§ **Your task**: Provide a character-exact reproduction of the lines from the line with "Thanks for the photo. Could you please mark the gas" to the end of the entries.

Stored data entries
Segment Open
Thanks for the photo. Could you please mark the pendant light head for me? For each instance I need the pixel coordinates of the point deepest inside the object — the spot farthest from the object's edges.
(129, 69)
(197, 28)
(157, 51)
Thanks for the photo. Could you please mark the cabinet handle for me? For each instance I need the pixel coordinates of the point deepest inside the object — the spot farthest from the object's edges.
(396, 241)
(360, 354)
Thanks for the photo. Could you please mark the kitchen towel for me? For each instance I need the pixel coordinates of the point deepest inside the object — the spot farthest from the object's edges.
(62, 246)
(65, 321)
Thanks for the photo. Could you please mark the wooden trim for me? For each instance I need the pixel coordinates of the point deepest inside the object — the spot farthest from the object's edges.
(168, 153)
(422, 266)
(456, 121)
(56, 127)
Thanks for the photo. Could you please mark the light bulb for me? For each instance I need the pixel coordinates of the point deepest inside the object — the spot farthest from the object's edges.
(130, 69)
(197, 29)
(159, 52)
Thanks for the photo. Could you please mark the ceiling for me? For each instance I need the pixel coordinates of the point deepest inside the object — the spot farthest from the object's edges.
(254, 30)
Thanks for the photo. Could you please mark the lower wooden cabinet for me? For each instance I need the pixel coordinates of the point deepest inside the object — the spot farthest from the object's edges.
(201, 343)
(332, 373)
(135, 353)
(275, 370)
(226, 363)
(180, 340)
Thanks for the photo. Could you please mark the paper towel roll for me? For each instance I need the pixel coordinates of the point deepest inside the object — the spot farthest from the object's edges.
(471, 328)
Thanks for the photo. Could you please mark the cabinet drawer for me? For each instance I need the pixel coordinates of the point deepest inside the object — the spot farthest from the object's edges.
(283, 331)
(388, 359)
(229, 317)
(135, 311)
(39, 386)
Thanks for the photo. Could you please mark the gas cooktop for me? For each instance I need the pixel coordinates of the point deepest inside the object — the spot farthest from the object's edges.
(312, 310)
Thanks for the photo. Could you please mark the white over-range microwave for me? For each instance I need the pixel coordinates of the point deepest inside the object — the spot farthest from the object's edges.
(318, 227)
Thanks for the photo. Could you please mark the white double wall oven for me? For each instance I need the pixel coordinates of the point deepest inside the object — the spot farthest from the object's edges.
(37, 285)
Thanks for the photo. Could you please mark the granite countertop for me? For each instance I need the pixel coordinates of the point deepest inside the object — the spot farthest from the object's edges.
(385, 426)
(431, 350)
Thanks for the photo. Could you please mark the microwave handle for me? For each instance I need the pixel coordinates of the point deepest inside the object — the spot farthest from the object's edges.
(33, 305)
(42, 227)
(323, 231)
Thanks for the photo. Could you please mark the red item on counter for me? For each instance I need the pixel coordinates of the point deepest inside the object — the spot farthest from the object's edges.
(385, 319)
Segment Closed
§ **Solution to the exercise**:
Thanks for the photo. Could you please mark the gas cooktop for me? For each instance I need the pixel coordinates of the point deepest inside the object — the spot farthest from the object's edges.
(312, 310)
Thanks for the photo. Could you please mark the white over-range microwave for me? For each instance I need the pixel coordinates of the point deepest inside the object — the spot farthest from the object's edges.
(318, 227)
Thanks for the photo. Could you please mark the white double wall oven for me? For each instance I need the pixel coordinates of the point deepest inside the object — the spot farthest from the object's edges.
(37, 285)
Thanks for the photo. Could you please mark the granite countertop for me? For each instance I need the pixel coordinates of the point deepest inside the object — the spot farthest from the object's edges.
(385, 426)
(431, 350)
Thanks for the photo. Could you please mark the microwave handle for me? For each instance I need the pixel coordinates of the point deepest inside the object — the spot farthest from the object's edges.
(33, 305)
(42, 227)
(323, 231)
Thanks for the photo. Could you please mark the red item on counter for me? For each instance I need the pixel coordinates of the point deepest inside the object — the spot farthest from the object's edges.
(385, 319)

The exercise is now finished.